*Extracted entries*
⁂

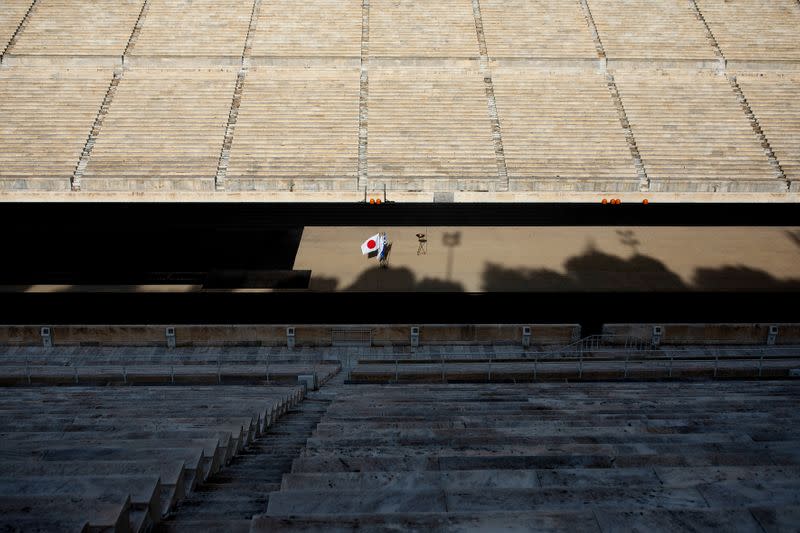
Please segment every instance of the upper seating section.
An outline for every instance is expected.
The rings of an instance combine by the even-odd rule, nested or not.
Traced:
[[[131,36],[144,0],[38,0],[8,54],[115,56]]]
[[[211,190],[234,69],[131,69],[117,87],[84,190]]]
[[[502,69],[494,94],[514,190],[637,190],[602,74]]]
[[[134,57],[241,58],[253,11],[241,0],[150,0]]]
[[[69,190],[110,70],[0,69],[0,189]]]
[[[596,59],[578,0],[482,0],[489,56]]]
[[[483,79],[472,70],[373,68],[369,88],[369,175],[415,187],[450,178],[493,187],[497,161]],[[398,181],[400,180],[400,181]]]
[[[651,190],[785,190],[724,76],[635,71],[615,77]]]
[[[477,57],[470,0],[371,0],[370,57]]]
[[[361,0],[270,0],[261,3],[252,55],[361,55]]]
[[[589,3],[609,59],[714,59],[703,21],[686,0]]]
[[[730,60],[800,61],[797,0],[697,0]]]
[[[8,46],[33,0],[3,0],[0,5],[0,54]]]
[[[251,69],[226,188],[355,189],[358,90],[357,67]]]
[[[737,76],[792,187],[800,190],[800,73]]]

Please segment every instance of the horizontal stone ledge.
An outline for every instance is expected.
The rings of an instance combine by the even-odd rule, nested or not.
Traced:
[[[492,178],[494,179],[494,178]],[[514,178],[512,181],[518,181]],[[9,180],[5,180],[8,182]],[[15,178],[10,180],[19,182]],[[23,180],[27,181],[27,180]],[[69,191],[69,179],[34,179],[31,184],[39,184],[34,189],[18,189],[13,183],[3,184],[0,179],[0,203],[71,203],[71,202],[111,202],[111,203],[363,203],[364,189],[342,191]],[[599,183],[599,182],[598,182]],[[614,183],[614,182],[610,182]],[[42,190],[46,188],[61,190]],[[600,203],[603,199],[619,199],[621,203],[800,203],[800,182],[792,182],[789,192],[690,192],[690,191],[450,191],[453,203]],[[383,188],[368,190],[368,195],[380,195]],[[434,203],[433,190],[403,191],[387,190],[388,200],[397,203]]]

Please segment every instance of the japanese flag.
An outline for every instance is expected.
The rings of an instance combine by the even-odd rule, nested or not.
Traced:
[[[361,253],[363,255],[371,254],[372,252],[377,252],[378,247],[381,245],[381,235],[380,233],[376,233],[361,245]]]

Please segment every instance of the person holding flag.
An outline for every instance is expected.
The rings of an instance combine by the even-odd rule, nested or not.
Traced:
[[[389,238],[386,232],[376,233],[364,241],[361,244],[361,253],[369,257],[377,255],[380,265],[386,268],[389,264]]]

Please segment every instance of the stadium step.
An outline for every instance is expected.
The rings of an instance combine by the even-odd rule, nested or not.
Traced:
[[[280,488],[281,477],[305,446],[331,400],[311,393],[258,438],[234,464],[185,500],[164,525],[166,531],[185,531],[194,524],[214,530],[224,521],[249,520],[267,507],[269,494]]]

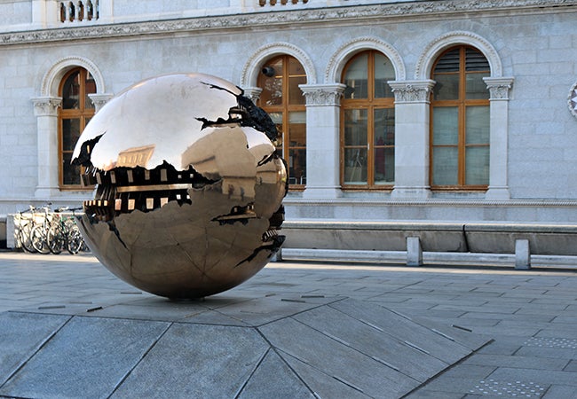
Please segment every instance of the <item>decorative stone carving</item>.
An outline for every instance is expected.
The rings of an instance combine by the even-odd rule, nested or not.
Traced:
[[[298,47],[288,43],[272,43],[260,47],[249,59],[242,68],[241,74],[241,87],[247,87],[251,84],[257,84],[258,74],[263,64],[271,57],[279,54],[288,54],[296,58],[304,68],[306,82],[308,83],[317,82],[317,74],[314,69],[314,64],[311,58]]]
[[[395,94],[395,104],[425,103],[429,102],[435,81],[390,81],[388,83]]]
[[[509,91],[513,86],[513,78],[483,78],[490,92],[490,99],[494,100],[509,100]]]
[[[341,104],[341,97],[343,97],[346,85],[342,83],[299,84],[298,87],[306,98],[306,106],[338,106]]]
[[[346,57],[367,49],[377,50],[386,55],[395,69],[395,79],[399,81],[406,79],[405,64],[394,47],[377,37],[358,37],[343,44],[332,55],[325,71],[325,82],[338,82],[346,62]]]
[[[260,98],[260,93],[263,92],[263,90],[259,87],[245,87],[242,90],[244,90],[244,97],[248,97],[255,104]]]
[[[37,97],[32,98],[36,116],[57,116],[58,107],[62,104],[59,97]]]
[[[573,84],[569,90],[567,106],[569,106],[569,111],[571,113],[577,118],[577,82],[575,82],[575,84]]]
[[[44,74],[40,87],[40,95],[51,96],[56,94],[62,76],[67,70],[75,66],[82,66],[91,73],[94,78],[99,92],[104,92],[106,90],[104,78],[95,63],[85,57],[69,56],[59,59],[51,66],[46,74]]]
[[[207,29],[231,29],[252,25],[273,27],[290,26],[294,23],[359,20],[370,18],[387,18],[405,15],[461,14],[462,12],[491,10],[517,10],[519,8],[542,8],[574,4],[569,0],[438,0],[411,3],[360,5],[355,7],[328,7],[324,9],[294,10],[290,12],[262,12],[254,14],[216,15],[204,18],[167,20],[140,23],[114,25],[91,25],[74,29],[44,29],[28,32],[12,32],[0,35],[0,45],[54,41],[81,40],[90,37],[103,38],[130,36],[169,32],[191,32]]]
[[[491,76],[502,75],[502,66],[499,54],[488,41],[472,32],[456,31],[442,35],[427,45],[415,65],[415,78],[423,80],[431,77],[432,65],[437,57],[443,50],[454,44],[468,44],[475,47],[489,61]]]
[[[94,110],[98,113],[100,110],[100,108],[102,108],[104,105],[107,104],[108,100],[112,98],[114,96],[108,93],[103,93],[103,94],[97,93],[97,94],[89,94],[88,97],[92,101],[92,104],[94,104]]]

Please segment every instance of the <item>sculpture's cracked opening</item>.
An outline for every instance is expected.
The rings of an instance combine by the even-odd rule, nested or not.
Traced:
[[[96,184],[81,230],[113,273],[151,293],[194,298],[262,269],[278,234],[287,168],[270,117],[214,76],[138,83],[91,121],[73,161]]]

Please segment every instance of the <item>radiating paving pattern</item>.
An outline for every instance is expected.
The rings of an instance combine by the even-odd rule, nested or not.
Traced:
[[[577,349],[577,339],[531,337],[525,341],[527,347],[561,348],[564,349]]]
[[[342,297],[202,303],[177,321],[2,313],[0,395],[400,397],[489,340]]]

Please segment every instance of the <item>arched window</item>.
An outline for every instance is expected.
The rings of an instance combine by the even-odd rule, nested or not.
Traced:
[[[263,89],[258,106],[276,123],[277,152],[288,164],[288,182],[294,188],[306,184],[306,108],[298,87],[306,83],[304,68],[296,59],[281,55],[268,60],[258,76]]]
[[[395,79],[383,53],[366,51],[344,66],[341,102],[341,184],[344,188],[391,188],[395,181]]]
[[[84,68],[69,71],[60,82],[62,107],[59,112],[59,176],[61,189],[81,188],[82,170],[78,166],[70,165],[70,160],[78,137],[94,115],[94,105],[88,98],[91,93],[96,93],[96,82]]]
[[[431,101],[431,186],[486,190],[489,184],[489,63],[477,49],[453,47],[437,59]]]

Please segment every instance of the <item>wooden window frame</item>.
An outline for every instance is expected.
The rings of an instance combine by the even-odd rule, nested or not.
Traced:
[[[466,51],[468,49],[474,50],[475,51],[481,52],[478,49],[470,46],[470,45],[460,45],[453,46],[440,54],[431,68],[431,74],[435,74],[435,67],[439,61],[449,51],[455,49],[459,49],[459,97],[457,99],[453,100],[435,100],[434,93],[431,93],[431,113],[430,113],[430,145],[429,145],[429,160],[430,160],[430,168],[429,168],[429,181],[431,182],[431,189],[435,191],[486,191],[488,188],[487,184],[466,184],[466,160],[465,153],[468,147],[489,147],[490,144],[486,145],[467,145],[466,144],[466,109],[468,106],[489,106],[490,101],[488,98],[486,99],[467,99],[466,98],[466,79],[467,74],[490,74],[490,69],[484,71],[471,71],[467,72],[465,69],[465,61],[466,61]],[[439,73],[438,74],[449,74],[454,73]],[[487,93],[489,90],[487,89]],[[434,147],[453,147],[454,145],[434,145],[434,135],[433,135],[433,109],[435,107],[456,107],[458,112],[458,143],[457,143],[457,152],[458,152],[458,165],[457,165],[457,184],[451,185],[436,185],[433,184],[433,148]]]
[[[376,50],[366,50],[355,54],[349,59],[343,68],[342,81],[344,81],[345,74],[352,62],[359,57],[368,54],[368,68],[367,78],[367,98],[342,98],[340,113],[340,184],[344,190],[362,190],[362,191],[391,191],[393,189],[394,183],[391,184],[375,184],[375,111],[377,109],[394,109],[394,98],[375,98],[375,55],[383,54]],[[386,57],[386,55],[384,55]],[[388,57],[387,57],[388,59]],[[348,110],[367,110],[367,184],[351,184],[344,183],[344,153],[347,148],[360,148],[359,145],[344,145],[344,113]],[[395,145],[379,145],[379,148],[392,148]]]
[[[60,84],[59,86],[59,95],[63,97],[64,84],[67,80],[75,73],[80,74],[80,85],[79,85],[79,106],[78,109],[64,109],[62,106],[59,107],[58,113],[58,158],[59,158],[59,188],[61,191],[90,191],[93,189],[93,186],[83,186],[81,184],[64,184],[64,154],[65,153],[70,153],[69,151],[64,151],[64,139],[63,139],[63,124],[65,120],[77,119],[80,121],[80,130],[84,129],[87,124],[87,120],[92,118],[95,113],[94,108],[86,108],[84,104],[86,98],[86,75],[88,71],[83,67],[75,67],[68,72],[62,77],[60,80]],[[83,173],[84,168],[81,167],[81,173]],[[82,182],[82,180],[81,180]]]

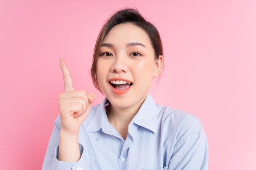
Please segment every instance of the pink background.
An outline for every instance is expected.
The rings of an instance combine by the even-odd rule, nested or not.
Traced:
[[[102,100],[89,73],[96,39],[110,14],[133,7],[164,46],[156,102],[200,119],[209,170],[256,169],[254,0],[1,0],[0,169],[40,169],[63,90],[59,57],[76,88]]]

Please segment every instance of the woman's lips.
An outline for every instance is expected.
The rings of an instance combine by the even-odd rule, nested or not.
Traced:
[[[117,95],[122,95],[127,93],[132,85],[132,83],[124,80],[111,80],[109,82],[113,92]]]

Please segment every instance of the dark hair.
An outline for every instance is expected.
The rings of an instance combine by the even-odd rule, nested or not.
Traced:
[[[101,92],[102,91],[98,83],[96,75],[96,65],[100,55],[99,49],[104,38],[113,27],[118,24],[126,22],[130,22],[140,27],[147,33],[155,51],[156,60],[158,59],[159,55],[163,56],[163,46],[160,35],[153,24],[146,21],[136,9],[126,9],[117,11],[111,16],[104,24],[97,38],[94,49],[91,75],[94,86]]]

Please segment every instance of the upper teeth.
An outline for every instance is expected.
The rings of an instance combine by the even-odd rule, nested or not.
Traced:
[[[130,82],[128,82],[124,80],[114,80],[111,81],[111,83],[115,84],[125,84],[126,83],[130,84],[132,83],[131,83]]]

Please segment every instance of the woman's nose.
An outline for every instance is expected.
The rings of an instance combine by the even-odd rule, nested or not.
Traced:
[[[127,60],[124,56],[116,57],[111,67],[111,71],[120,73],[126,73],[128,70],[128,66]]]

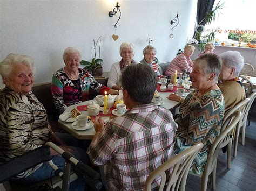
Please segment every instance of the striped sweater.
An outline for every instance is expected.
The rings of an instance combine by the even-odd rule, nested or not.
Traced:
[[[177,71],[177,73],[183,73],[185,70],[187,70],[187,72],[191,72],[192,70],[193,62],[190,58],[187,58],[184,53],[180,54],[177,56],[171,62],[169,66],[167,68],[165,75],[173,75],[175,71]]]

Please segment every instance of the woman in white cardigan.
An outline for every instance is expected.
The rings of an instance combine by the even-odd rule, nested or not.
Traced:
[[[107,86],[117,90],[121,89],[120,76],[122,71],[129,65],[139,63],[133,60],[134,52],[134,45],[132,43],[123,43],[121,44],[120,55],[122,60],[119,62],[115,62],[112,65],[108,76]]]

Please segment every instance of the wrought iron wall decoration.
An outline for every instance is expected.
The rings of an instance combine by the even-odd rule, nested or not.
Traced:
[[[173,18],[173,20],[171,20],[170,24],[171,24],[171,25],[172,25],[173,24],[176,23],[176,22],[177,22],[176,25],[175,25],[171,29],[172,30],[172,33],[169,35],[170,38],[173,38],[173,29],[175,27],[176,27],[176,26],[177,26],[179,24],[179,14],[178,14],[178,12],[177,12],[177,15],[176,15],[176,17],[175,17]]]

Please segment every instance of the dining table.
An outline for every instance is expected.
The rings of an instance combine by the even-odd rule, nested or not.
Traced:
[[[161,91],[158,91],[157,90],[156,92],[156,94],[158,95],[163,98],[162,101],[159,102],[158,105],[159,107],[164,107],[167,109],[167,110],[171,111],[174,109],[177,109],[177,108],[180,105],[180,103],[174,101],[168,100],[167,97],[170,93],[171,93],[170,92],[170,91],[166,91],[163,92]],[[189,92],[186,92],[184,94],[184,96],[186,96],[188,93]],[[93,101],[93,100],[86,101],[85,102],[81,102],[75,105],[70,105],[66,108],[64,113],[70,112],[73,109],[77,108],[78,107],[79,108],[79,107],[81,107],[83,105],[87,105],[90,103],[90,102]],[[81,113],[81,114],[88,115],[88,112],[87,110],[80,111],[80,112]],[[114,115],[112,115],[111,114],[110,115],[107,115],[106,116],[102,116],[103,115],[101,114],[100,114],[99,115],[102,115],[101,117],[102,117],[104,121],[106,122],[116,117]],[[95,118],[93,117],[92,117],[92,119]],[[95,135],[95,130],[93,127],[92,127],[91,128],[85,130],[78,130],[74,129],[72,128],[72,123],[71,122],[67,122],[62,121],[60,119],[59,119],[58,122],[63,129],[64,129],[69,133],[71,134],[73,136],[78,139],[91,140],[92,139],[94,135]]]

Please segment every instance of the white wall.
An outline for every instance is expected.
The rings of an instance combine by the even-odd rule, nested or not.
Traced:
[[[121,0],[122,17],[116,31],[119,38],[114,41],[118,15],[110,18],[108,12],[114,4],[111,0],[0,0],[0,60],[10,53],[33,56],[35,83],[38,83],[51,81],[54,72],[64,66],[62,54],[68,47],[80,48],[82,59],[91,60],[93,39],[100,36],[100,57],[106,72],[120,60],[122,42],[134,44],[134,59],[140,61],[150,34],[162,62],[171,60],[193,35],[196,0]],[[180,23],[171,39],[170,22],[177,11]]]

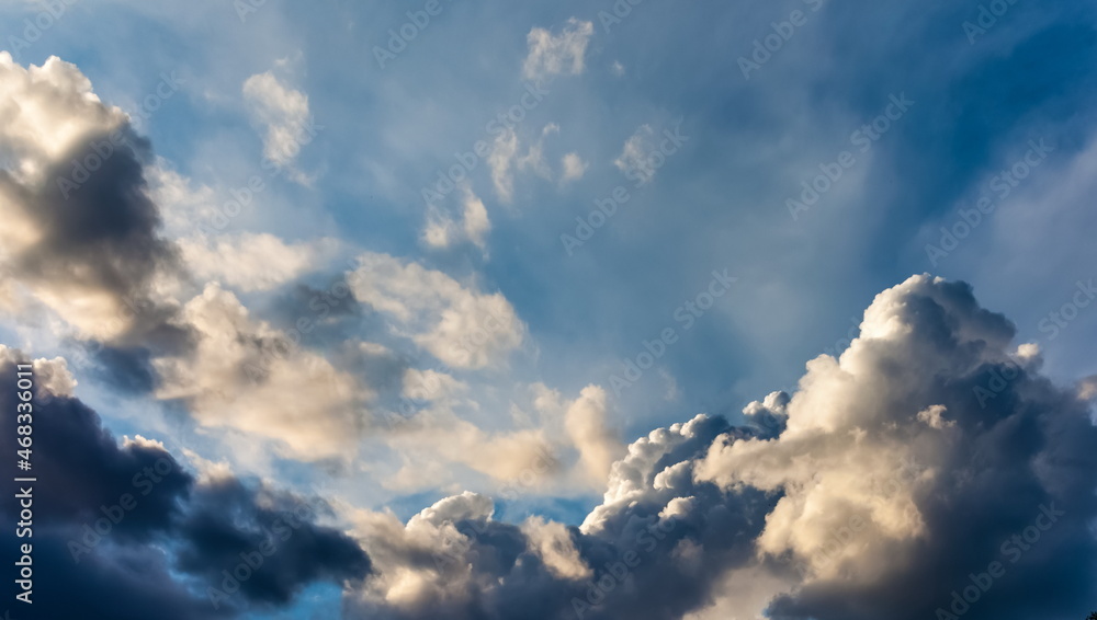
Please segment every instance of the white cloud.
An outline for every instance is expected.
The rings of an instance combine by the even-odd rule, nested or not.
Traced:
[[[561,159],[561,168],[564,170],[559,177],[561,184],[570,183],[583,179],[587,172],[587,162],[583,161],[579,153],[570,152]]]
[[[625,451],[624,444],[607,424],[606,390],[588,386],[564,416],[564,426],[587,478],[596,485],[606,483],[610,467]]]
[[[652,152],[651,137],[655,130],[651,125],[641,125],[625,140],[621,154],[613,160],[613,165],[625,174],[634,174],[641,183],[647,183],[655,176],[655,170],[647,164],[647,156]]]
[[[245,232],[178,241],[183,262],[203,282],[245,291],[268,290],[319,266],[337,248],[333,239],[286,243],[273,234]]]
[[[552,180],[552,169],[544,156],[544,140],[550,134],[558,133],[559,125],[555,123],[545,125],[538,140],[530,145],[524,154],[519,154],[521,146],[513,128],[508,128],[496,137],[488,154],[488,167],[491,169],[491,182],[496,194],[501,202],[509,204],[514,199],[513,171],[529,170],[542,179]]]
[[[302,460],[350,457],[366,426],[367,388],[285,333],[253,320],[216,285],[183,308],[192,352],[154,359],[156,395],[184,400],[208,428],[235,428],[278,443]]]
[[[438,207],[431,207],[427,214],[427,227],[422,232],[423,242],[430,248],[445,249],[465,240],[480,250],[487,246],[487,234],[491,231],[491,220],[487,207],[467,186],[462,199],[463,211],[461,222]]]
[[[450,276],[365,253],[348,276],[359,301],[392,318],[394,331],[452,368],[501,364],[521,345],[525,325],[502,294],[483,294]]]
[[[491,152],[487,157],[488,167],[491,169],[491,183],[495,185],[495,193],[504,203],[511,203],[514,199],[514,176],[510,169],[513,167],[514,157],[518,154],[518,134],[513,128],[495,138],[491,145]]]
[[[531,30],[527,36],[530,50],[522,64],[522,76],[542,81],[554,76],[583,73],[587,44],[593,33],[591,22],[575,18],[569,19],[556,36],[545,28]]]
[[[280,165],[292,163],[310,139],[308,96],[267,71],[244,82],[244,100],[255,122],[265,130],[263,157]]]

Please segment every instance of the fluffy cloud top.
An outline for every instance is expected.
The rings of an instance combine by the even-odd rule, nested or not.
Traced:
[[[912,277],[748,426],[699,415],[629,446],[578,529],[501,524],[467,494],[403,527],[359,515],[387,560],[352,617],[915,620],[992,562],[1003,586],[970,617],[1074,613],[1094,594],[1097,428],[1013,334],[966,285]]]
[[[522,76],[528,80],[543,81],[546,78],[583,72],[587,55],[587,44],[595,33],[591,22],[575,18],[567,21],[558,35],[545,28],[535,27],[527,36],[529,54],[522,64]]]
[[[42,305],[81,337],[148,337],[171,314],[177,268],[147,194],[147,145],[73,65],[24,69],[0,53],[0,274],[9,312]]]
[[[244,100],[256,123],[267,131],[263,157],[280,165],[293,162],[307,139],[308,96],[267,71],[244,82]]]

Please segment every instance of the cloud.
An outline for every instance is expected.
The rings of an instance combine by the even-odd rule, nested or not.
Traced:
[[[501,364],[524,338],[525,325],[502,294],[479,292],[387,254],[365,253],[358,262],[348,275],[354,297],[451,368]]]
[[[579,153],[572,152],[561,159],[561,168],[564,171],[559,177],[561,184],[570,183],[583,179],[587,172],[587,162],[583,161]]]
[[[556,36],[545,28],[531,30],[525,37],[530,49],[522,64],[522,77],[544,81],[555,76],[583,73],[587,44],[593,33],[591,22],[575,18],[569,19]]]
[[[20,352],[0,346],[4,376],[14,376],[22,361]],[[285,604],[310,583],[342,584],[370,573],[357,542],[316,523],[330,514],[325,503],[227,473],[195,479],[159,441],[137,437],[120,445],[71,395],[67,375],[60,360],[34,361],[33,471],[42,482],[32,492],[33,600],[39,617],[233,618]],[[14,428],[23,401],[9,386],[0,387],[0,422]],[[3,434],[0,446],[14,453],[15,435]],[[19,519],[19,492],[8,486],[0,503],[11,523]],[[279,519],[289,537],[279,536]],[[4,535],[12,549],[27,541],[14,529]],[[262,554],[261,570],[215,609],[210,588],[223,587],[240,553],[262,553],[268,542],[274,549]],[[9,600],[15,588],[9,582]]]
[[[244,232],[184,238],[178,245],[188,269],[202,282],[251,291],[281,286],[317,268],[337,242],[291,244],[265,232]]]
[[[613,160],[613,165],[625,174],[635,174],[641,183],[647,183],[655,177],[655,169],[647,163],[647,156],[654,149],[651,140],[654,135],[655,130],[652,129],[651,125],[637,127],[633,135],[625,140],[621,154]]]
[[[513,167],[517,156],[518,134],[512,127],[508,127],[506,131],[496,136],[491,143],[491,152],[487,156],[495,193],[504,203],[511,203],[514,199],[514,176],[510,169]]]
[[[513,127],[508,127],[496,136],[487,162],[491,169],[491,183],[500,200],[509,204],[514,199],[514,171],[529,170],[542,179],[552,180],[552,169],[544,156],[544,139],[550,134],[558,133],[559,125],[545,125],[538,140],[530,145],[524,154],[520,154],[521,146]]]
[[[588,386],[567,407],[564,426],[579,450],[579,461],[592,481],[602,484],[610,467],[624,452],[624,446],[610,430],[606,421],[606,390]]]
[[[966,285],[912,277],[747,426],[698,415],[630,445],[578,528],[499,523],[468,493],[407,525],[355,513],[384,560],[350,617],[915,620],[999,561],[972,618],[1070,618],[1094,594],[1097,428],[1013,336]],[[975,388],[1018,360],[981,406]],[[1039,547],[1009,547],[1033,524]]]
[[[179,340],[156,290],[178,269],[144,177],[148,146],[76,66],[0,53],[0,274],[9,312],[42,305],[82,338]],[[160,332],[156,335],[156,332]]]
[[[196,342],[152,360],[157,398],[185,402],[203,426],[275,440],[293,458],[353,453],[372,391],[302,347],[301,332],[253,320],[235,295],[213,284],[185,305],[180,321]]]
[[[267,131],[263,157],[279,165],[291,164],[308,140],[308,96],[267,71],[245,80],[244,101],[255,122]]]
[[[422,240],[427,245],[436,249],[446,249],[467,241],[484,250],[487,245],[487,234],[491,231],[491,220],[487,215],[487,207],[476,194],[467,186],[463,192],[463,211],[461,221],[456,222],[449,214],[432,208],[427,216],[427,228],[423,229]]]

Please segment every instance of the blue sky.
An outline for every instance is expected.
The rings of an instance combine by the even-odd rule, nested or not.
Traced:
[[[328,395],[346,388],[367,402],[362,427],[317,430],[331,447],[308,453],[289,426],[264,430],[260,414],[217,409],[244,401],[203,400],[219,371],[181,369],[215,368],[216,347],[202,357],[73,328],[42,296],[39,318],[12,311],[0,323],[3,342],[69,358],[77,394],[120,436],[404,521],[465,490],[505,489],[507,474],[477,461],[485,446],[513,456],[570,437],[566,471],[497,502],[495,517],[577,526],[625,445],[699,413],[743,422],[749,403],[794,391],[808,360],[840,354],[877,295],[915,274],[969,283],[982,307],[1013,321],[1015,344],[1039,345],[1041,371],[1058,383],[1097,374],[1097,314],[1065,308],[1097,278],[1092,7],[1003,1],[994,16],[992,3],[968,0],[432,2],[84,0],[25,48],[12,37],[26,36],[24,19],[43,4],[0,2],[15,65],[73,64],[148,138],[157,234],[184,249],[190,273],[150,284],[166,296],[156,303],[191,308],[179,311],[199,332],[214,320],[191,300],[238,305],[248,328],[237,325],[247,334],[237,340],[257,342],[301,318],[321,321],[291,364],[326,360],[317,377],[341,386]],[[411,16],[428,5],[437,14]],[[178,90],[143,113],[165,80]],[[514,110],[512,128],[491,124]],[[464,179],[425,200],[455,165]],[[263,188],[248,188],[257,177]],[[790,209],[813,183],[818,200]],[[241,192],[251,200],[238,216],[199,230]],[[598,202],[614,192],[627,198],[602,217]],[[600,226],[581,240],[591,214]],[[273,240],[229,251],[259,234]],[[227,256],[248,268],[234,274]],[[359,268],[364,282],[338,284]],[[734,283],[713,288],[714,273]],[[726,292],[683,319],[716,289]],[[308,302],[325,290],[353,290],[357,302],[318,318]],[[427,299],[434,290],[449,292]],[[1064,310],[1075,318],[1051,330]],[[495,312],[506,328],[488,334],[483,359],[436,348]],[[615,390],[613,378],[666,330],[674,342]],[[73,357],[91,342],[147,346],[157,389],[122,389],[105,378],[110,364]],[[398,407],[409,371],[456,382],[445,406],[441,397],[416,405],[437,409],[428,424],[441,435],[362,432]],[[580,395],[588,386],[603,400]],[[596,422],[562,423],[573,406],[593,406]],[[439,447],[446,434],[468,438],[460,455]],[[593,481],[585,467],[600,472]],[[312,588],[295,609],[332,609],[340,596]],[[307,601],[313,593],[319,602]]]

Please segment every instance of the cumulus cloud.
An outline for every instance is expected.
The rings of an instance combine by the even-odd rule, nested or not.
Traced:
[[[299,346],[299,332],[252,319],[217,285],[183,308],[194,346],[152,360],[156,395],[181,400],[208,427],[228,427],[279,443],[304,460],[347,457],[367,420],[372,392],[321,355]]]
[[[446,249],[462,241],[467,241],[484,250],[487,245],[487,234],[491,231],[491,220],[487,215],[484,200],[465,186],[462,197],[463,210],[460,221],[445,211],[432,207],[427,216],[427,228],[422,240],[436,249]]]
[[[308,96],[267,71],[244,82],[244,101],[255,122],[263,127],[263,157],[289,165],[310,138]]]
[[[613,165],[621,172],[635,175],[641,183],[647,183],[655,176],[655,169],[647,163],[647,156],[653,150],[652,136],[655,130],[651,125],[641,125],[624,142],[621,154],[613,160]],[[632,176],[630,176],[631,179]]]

⁂

Extract each line of the entries above that contains the string "stone". Matching is case-sensitive.

*The completed task*
Please segment every instance of the horizontal stone ledge.
Please segment every instance of the <item>decorative stone carving</item>.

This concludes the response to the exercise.